Excerpts of pointing data
————————

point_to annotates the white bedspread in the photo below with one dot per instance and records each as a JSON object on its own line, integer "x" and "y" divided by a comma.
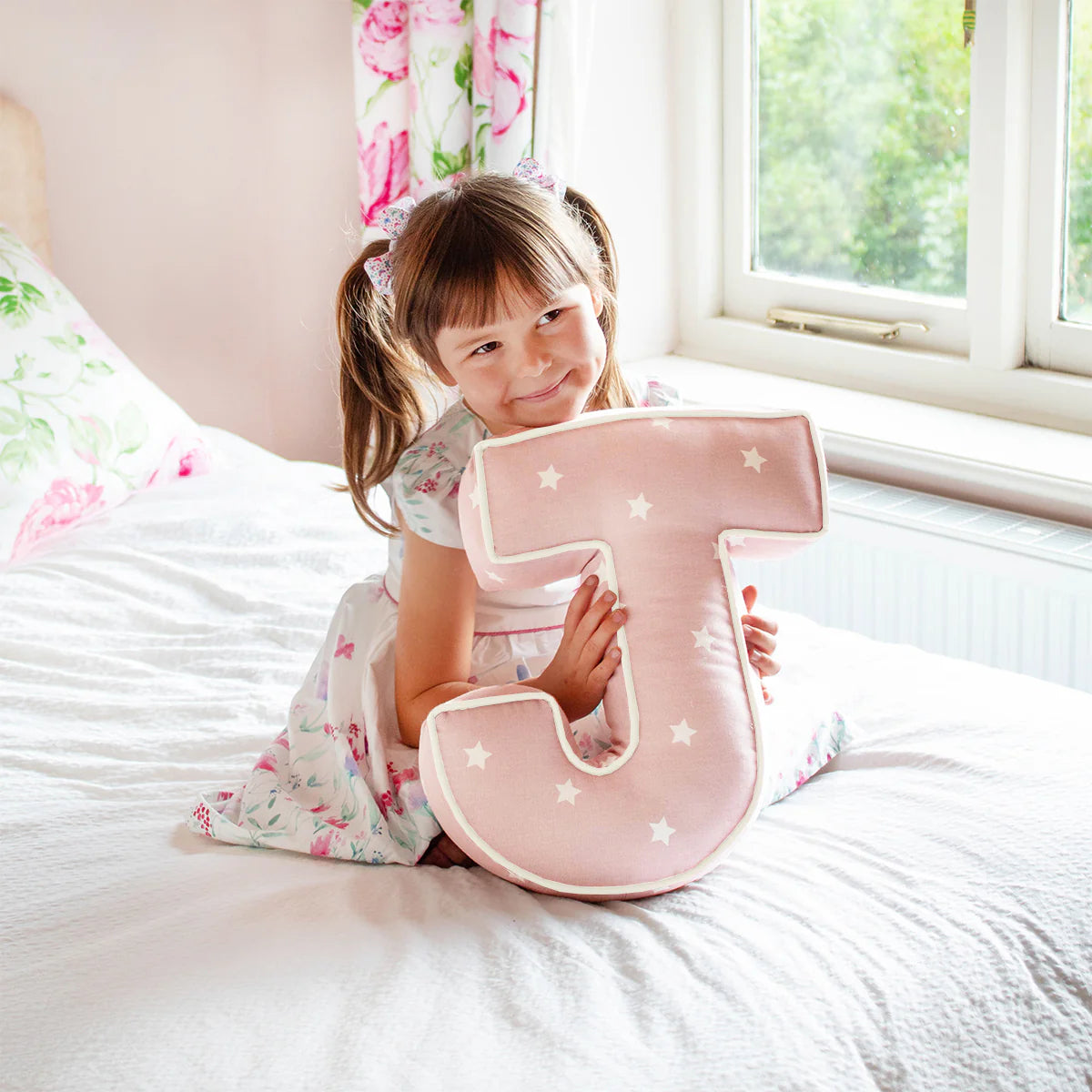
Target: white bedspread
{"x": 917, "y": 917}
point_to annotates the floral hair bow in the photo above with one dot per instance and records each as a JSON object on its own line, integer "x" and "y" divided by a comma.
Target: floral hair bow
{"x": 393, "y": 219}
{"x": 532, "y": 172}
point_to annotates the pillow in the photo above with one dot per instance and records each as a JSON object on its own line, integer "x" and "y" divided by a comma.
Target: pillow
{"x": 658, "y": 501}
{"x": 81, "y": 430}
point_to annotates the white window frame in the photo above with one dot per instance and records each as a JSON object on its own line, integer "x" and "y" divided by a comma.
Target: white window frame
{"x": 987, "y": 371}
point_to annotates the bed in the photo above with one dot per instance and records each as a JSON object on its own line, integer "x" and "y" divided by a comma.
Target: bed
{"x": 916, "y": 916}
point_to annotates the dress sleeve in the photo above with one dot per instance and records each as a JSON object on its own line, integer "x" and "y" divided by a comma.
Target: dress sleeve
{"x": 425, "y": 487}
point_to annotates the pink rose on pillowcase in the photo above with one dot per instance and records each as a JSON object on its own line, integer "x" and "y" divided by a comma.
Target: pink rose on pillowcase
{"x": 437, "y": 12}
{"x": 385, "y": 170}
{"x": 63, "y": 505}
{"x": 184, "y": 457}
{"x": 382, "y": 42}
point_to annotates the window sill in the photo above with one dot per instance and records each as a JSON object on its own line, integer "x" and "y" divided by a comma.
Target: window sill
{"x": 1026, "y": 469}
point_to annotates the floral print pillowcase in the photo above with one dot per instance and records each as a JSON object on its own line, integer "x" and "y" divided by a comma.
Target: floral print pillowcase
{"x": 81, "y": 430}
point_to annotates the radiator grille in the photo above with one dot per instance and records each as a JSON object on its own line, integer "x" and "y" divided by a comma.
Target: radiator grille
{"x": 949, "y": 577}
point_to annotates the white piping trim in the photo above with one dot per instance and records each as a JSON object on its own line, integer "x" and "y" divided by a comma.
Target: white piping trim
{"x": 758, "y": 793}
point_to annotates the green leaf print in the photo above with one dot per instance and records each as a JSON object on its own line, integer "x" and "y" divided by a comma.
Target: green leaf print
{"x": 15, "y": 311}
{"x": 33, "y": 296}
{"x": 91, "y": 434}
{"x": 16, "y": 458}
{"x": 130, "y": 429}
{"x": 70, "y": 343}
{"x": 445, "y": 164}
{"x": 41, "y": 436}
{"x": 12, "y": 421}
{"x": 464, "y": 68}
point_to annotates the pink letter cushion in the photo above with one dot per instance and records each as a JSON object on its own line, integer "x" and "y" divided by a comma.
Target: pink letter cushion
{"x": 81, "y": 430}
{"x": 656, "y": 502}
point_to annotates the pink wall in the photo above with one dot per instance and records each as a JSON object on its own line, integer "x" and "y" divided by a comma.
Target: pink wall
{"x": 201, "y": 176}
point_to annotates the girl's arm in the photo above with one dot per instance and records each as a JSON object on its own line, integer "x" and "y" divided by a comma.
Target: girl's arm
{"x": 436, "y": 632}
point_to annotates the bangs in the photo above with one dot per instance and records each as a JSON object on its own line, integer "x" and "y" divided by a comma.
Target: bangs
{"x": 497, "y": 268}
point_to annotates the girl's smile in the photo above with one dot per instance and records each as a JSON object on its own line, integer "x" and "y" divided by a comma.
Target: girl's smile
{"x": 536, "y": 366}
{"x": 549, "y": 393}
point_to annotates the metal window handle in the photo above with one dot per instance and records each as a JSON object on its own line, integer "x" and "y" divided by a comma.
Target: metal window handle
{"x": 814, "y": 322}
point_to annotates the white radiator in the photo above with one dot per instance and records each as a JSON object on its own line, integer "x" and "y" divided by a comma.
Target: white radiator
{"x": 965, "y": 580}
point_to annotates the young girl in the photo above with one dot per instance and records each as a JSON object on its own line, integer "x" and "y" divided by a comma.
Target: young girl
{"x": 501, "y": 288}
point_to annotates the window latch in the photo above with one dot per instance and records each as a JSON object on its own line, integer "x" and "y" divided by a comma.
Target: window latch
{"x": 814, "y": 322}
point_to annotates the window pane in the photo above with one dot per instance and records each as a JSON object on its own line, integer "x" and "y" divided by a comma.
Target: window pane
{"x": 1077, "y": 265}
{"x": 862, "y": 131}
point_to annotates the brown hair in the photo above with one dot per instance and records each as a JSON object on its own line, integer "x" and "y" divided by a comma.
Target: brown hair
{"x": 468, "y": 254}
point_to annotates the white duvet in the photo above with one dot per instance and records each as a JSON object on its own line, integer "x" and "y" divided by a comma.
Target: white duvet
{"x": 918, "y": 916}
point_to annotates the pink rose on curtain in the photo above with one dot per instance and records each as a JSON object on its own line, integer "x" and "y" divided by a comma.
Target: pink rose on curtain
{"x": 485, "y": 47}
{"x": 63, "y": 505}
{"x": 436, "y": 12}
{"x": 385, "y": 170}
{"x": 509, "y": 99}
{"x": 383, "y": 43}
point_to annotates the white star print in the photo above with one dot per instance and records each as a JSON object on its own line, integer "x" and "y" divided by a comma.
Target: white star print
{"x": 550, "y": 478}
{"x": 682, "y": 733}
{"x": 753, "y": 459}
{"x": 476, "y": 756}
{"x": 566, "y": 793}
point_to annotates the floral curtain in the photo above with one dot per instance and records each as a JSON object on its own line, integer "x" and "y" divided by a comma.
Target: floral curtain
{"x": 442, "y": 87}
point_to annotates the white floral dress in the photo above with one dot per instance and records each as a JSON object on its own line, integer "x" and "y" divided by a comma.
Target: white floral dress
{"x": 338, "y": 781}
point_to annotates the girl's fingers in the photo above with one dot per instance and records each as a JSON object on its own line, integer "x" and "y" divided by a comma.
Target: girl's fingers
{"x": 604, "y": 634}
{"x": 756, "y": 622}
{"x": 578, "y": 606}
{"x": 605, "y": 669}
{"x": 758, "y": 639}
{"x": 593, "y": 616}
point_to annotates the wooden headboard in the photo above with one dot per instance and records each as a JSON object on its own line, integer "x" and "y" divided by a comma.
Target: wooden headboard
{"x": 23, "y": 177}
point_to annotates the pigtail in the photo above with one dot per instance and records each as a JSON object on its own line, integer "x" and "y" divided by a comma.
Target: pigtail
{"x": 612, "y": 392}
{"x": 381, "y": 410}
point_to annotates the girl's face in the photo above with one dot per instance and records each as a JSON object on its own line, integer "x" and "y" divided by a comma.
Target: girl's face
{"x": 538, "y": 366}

————————

§ **To do**
Pull out every line from the one with "point_to annotates the wooden" to the end of the listing, and output only those.

§ **Final answer**
point_to annotates the wooden headboard in the photo above with one dot per instance and records each as a JSON object on its own line, integer "x" and "y" divided by a comma.
Target: wooden headboard
{"x": 23, "y": 177}
point_to annotates the pigtail in the photo above with one dot per instance and records each as a JSON object on its own line, integer "x" and "y" divided by a comma.
Target: pigtail
{"x": 612, "y": 392}
{"x": 381, "y": 410}
point_to annotates the girl's face in the photo above with one dot per instance and records each as a JSON object on its own line, integer "x" and "y" divided by a comma.
Target: girl's face
{"x": 538, "y": 366}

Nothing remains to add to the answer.